* [Excerpt]:
━━━━━━
Video: This 750-Leg Millipede is the Leggiest Creature in the World
Illacme plenipes, the record-breaking millipede, only lives in a few woodlands in Northern California. Image via Marek et. al.
The rareness of the millipede meant that from 1928 until 2005—when Marek, then a Ph.D. student, found a few specimens in the woods near San Juan Bautista—most scientists had simply assumed the species had gone extinct. Over the past seven years, Marek and his colleagues have taken several trips to the area, typically searching for hours before finding a single specimen clinging to the side of a boulder or tunneling four to six inches down into the ground.
In studying these specimens under a microscope, Marek has discovered a number of surprising characteristics that go beyond its legs. ”It basically looks like a thread,” Marek told LiveScience. “It has an uninteresting outward appearance, but when we looked at it with SEM [scanning electron microscopes] and compound microscopes, we found a huge, amazingly complex anatomy.”
The new analysis revealed that the millipede has no eyes, disproportionately long antennae and a rudimentary fused mouth adapted for sucking and piercing plant structures. It also has specialized body hairs on its back that produce silk, which may be used as a defense mechanism to clear bacteria off the millipedes’ bodies.
━━━━━━
* [Material provided]:
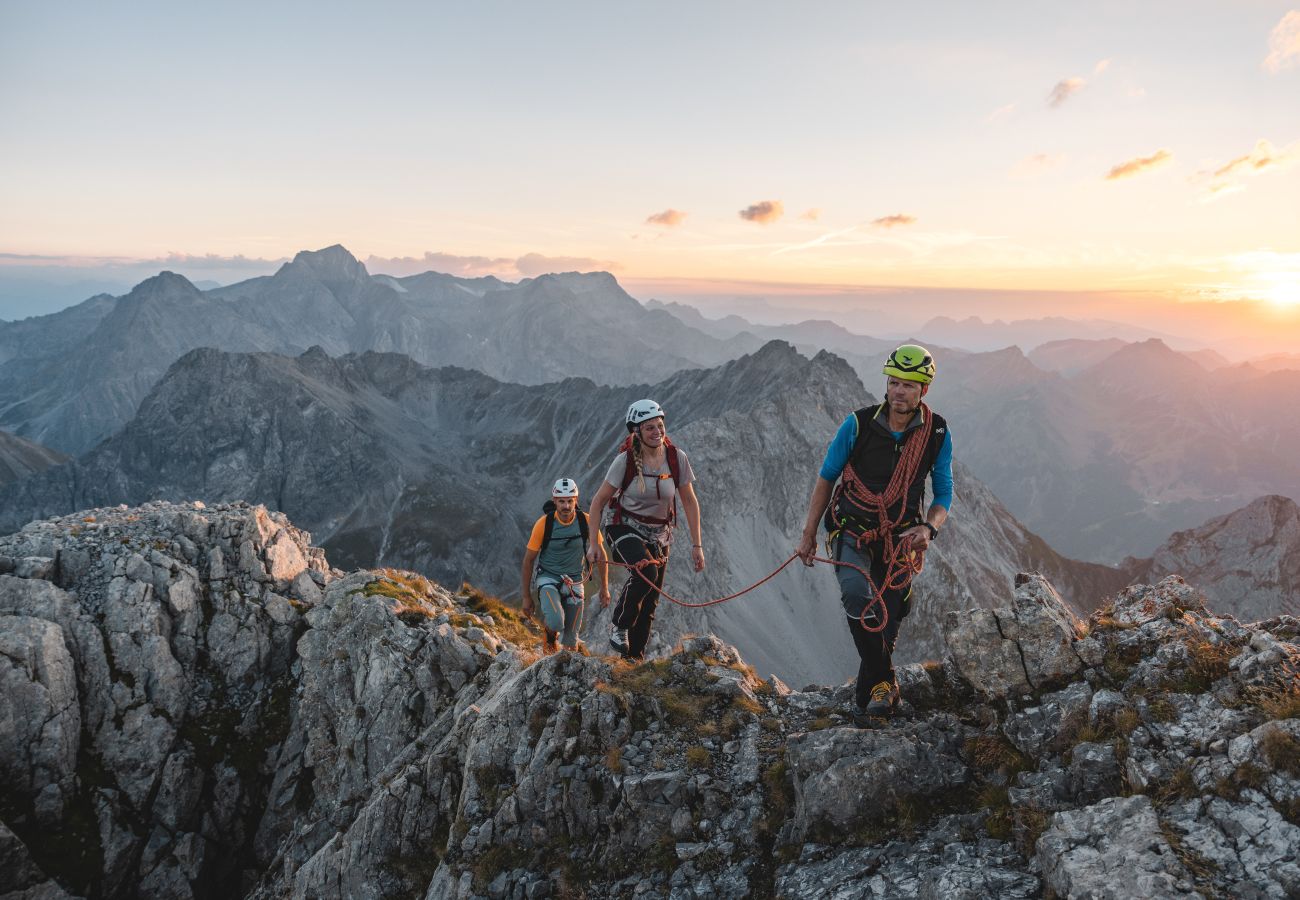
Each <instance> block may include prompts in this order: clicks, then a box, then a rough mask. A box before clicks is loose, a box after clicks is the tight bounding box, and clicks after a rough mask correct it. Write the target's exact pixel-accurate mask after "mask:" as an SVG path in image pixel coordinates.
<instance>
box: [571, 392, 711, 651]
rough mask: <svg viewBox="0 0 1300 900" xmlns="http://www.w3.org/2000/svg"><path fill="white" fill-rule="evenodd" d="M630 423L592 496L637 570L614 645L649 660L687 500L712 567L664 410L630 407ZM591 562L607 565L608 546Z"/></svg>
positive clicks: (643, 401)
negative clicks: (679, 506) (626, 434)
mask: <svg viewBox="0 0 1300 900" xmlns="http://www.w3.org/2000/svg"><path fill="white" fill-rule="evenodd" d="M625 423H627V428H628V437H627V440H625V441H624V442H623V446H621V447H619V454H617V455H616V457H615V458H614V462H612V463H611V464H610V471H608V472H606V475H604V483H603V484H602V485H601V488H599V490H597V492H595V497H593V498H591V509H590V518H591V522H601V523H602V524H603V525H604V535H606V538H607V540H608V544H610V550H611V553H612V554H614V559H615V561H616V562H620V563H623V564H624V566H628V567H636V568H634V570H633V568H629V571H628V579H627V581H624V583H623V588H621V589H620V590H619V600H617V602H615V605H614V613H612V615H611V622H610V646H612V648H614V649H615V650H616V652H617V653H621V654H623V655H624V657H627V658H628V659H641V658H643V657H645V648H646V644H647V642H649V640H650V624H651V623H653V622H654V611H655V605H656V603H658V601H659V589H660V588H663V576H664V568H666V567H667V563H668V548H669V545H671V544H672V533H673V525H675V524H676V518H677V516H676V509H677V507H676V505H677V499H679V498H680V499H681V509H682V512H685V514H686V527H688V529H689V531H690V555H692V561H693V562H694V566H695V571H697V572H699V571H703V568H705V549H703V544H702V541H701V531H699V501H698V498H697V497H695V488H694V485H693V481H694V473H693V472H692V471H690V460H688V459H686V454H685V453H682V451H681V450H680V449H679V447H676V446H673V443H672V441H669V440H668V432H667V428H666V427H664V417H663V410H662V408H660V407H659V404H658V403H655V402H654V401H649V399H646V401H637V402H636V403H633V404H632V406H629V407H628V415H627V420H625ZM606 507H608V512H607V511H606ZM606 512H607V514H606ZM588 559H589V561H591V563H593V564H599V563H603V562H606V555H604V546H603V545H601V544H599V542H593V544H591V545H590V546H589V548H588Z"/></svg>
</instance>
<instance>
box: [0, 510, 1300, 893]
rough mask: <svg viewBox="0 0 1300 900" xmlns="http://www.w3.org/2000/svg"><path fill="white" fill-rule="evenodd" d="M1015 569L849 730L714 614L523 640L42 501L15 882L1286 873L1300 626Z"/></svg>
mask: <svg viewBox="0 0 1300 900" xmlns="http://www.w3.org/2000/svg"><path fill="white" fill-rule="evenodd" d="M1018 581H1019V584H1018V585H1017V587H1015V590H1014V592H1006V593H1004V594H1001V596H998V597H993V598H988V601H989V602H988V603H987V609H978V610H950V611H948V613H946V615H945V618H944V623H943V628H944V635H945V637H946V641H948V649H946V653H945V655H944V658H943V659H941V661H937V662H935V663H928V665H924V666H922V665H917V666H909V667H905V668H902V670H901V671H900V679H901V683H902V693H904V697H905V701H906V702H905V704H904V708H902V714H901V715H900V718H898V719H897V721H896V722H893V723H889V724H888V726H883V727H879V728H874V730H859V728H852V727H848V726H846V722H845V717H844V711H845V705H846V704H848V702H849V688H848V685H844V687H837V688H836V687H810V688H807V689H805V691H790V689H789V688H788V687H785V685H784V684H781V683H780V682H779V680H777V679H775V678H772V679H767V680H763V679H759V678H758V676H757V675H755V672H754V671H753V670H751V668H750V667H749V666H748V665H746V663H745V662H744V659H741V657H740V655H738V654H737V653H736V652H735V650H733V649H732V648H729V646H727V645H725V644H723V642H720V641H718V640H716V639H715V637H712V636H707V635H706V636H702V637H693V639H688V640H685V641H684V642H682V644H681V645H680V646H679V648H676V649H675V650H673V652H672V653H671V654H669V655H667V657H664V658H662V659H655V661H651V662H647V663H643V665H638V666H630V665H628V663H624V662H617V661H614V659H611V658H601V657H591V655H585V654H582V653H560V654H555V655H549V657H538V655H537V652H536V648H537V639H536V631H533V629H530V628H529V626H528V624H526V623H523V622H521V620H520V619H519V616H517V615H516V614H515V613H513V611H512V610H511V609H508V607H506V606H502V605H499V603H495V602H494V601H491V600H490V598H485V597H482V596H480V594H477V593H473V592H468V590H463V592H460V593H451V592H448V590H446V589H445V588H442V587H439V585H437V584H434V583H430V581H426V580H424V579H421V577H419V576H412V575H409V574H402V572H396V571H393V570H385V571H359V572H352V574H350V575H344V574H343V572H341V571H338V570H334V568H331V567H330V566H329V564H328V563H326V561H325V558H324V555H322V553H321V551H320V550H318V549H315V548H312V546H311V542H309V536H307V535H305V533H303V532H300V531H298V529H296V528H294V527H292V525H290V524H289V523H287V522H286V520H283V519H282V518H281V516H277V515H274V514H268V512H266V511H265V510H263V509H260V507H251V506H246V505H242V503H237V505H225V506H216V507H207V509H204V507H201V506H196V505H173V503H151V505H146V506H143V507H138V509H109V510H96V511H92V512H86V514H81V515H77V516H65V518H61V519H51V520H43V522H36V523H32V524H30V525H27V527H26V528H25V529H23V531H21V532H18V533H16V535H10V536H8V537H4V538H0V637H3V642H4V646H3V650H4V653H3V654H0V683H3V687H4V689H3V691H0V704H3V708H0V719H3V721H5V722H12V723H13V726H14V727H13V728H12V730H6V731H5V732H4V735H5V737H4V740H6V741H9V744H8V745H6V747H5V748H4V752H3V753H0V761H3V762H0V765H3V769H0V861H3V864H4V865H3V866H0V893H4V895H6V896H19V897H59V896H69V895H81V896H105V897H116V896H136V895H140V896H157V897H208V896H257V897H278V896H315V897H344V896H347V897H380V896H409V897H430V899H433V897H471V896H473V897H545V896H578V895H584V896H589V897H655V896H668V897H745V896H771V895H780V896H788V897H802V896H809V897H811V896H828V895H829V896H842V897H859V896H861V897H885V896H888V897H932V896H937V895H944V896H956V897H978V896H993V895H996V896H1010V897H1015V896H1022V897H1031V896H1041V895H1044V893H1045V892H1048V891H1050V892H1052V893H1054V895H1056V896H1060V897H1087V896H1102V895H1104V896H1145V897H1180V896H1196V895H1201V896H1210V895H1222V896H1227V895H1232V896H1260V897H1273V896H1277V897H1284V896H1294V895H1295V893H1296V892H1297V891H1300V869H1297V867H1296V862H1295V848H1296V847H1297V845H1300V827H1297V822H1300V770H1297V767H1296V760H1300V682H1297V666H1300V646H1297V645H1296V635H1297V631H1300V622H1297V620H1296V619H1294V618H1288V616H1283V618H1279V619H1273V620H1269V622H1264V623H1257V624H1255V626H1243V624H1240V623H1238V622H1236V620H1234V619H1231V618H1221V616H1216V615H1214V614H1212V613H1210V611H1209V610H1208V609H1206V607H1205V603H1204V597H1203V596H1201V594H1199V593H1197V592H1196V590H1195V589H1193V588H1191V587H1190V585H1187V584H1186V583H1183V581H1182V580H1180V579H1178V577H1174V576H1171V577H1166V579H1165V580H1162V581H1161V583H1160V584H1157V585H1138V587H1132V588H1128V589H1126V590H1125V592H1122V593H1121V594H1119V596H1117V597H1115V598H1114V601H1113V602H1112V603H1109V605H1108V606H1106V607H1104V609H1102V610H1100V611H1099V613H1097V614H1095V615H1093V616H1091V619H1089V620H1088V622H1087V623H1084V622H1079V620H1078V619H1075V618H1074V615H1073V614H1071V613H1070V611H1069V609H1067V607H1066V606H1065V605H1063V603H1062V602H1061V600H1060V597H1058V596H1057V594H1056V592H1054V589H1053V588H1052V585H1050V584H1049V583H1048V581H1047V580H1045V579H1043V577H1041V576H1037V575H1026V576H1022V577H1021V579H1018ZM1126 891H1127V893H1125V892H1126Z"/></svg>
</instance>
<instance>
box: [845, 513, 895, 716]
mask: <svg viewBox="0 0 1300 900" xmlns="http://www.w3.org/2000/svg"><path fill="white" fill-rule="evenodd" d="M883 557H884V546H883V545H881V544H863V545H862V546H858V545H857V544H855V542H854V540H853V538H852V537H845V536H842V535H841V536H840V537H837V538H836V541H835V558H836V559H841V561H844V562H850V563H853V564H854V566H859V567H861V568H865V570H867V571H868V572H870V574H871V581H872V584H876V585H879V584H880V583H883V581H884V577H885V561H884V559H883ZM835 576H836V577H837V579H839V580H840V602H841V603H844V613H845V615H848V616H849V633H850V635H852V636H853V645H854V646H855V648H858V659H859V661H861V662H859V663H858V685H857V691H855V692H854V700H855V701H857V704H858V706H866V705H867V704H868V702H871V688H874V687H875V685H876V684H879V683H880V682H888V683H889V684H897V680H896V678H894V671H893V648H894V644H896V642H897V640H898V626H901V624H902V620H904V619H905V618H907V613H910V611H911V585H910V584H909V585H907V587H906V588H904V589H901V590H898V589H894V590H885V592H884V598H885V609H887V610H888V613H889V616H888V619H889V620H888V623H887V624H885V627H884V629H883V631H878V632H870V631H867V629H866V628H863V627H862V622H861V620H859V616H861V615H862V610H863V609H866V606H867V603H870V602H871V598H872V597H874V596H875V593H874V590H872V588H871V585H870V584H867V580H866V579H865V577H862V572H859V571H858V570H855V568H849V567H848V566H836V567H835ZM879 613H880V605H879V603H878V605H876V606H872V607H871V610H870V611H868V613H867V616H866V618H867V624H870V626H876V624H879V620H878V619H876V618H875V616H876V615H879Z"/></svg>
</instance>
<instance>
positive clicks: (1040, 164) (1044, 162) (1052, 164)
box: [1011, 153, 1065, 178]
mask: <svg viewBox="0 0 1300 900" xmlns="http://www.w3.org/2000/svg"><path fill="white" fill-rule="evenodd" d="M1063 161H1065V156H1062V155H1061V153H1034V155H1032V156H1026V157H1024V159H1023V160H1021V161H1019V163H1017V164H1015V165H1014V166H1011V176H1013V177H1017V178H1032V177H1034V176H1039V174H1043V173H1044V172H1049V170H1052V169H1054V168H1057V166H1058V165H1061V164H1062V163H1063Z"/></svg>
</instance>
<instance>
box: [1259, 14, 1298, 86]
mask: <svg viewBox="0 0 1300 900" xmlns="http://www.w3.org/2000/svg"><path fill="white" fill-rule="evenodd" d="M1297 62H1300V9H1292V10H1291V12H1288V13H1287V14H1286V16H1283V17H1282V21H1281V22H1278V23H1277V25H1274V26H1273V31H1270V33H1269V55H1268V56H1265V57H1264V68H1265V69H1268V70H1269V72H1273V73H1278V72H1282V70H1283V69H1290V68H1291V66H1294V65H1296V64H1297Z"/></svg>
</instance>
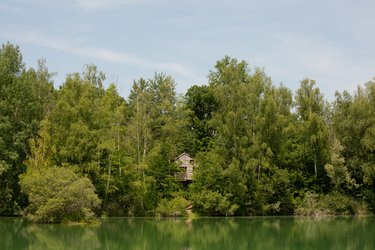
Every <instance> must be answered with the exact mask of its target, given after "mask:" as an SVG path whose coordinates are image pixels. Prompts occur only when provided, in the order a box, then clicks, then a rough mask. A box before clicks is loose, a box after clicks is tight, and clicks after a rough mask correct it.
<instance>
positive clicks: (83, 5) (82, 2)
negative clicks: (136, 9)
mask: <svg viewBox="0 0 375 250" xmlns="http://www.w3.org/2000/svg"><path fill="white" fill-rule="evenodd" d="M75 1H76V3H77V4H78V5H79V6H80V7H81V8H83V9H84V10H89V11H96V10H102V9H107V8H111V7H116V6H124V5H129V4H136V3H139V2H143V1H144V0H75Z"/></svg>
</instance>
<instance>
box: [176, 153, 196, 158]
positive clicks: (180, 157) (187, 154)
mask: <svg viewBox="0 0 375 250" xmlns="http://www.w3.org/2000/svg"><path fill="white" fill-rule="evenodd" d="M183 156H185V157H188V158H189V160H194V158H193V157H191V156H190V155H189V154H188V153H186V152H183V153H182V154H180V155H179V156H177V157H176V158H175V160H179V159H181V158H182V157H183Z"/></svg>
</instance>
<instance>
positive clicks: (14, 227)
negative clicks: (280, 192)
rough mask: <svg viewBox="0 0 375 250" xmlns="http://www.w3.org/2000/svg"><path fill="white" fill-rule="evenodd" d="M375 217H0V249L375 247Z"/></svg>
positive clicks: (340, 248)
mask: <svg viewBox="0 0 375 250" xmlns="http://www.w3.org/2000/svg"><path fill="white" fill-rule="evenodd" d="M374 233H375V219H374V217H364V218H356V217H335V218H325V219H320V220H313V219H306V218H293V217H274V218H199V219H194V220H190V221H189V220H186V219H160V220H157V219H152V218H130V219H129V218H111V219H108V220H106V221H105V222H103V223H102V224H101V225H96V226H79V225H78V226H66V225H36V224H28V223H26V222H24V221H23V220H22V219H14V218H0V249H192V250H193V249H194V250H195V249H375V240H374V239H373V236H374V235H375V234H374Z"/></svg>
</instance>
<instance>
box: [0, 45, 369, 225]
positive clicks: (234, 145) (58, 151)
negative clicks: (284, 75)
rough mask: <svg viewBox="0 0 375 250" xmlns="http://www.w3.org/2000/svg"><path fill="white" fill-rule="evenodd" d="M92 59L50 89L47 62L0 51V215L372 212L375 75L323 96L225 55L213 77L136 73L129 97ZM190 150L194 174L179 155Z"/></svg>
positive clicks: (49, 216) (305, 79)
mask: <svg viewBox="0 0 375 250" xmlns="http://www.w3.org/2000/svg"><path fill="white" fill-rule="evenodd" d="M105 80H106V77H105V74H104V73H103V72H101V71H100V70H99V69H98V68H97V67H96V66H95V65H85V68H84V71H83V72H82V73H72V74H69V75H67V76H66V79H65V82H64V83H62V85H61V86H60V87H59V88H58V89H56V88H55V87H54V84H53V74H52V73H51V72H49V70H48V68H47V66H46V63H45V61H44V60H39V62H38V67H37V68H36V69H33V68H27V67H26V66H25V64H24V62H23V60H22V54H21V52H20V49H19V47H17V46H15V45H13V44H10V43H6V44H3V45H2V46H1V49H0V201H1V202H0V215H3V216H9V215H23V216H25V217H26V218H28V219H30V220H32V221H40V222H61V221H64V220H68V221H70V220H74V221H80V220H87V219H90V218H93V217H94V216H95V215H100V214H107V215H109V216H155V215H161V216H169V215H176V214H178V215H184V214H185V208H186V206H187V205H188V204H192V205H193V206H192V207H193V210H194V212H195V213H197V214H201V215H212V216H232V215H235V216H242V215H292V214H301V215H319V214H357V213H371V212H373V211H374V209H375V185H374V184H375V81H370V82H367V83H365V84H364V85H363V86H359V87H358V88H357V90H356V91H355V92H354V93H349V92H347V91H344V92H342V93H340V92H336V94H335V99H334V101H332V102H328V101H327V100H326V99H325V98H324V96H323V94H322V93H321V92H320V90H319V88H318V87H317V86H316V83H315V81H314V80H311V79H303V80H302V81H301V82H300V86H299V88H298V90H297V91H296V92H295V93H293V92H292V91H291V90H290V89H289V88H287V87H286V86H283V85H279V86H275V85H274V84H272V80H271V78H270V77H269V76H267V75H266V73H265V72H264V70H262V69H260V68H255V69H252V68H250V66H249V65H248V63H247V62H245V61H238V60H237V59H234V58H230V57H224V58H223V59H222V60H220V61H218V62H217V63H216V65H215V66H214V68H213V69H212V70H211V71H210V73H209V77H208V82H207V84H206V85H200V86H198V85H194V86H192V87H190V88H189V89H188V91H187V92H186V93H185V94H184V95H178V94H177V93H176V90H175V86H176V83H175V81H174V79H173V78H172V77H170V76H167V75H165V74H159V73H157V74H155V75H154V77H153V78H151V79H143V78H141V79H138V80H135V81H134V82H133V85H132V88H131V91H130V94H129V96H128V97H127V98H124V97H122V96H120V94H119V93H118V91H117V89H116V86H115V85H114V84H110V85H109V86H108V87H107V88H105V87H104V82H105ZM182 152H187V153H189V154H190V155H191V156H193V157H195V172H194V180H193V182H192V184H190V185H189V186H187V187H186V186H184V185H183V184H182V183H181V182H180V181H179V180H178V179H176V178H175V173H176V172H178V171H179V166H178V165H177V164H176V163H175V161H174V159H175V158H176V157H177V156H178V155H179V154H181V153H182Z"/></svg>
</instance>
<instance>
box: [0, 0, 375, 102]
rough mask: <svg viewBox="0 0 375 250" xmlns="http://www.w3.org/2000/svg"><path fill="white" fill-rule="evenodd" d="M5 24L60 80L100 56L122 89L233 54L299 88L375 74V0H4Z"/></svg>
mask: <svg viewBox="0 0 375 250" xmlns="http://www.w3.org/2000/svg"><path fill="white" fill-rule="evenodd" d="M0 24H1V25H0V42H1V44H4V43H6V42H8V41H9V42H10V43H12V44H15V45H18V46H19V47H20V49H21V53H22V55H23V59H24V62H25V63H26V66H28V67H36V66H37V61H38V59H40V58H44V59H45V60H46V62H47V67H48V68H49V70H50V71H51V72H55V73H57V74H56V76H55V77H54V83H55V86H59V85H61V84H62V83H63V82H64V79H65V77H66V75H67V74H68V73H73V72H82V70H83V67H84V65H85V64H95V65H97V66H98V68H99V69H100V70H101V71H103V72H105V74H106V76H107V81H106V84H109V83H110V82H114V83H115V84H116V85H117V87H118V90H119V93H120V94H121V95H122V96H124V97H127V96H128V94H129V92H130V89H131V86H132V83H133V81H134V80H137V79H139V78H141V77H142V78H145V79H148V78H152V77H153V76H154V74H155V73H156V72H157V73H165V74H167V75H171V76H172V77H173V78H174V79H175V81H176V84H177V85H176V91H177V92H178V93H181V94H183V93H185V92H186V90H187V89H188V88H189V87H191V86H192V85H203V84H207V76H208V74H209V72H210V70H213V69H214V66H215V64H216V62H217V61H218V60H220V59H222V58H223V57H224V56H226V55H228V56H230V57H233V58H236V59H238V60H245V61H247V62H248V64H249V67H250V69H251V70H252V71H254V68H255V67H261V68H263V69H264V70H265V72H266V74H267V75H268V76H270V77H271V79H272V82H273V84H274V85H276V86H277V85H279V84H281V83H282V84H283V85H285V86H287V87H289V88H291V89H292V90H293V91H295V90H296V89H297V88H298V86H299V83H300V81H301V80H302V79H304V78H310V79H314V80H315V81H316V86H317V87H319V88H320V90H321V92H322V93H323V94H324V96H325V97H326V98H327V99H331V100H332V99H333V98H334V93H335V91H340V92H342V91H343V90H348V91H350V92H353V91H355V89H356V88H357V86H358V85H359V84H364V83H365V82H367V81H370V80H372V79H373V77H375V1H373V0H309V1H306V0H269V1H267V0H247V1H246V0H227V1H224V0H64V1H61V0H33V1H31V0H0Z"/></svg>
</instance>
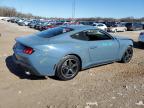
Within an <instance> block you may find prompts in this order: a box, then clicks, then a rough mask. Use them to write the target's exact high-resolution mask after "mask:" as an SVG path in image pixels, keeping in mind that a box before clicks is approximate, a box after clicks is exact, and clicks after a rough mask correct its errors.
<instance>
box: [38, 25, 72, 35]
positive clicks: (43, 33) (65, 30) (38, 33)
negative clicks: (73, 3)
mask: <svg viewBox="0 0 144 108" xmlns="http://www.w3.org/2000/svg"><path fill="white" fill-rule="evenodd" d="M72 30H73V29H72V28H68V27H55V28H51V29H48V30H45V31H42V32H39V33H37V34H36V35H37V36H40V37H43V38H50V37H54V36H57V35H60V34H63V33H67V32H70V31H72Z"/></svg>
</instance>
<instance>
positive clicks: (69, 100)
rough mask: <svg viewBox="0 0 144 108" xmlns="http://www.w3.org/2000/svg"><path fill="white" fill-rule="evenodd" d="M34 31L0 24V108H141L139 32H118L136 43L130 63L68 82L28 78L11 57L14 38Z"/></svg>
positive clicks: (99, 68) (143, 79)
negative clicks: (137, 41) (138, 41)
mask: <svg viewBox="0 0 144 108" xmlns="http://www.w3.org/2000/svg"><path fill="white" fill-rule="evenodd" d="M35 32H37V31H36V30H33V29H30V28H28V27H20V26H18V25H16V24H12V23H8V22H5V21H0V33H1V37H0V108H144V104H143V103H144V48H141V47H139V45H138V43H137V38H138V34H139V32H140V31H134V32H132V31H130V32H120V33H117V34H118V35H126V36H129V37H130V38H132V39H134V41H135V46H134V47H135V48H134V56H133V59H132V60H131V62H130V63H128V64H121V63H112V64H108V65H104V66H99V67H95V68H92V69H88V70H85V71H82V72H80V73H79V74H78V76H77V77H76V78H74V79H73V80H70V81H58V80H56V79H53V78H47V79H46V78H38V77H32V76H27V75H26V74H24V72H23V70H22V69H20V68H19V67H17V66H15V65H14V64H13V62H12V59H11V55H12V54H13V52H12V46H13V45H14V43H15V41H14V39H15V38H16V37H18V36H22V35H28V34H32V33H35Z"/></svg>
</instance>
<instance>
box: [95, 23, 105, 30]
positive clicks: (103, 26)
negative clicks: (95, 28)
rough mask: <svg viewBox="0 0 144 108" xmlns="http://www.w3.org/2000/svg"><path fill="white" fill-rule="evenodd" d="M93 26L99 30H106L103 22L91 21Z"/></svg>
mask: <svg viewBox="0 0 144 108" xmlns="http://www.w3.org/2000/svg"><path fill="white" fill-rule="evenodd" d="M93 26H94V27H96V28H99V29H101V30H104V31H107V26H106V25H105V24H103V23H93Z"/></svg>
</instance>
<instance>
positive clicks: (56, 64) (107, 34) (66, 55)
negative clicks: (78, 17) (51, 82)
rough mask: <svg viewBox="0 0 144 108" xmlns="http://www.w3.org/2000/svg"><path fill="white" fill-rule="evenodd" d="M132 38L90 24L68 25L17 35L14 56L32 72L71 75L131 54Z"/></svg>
━━━━━━
* [Required actions]:
1. Answer these about the millipede article:
(a) In what kind of place, and in what region, does the millipede live?
(b) From 1928 until 2005, what had most scientists assumed about the species?
(c) What do the specialized hairs on the millipede's back produce?
2. Carry the millipede article forward from its last sentence.
None of the items matter for what comes next.

* [Answers for the tasks]:
1.
(a) In a few woodlands in Northern California.
(b) That the species had gone extinct.
(c) Silk.

2.
A microscope image of the species’ specialized body hairs that produce a silk secretion. Image via Marek et. al.
Most millipedes have somewhere between 80 and 100 legs. Marek and his colleagues speculate that this species’ extreme legginess could be a beneficial adaptation for subterranean tunneling or even for clinging to the boulders widely found in the species’ habitat.
DNA analysis has revealed that its closest cousin, Nematozonium filum, lives in Africa, with the two species’ ancestors apparently splitting apart sometime soon after the breakup of Pangea, more than 200 million years ago.
The team has tried to grow the millipedes in a lab but has so far been unable to. They caution that the species could be extremely endangered—in 2007, they stopped searching for wild specimens out of fears that they were depleting the population—and advocate for a formal protection listing, so scientists will have the time to learn more about them before the millipedes go extinct.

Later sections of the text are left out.